- **Aufgaben**
[A] Zählen Sie alle Personen auf, die im Auszug zur Musik im Erzgebirge mit Namen genannt werden.
[B] Entnehmen Sie dem Auszug zur Musik im Erzgebirge wörtlich den Abschnitt von „Der Autor nähert“ bis einschließlich „in Verbindung bringt.“.
[C] Wo hat Kaden laut dem Auszug zur Musik im Erzgebirge jahrzehntelang gearbeitet?

- **Ausgewählter Auszug**
======

Der Autor nähert sich
dem Themenkomplex über die "Folklore und volkstümliche Musik",
die (neben der Hochkultur und der Kirchenmusik, für die beide Male
wieder das Stichwort Silbermann herhalten muß) wohl die erste Assoziation
bilden, wenn man die Begriffe "Musik" und "Erzgebirge" in Verbindung bringt.
Kaden bewahrt dabei eine kritische Distanz zu alles andere als tiefgründigen
Sendungen wie "Su klingt's bei uns in Arzgebirg'", arbeitete statt dessen
jahrzehntelang in Archiven und förderte fundierte Erkenntnisse zutage,
die er in akkurater, aber angenehm lesbarer Schreibe an den Leser bringt.
In besagtem Folklorekapitel geht's dabei um die ganz frühen erzgebirgischen
Weisen, aber auch das spätere Liedschaffen von Koryphäen wie
Anton Günther oder Erich Lang, das teilweise längst zum puren
Volkslied geworden ist (wer kennt den "Feierobnd" oder das "Raachermannel"

======

- **Erfasste Daten**

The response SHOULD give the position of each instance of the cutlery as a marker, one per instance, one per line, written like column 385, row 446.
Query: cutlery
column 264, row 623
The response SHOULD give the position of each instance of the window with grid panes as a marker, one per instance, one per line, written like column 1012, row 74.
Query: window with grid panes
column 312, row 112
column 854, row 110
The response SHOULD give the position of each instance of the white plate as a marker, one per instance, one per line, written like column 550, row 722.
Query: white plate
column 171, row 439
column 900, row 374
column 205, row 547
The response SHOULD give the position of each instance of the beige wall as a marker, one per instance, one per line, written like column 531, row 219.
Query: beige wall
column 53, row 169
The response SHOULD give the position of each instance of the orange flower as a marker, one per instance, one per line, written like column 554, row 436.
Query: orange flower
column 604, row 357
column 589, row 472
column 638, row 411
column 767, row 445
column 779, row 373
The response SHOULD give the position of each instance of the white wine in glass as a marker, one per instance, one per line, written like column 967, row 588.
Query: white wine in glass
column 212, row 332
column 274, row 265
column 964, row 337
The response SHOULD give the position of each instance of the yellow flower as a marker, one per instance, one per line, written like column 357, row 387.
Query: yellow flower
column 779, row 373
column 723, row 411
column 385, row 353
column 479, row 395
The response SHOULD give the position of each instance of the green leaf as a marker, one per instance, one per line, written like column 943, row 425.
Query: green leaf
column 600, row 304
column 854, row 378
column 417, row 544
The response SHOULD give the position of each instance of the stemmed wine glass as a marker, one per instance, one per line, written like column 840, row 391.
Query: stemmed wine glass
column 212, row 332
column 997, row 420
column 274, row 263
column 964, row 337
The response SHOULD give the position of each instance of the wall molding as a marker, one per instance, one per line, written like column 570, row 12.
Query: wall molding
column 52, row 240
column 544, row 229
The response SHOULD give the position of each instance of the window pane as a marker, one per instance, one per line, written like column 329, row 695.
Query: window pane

======

- **Lösungen**
[A] Silbermann, Kaden, Anton Günther, Erich Lang

[B]
Der Autor nähert sich
dem Themenkomplex über die "Folklore und volkstümliche Musik",
die (neben der Hochkultur und der Kirchenmusik, für die beide Male
wieder das Stichwort Silbermann herhalten muß) wohl die erste Assoziation
bilden, wenn man die Begriffe "Musik" und "Erzgebirge" in Verbindung bringt.

[C] In Archiven.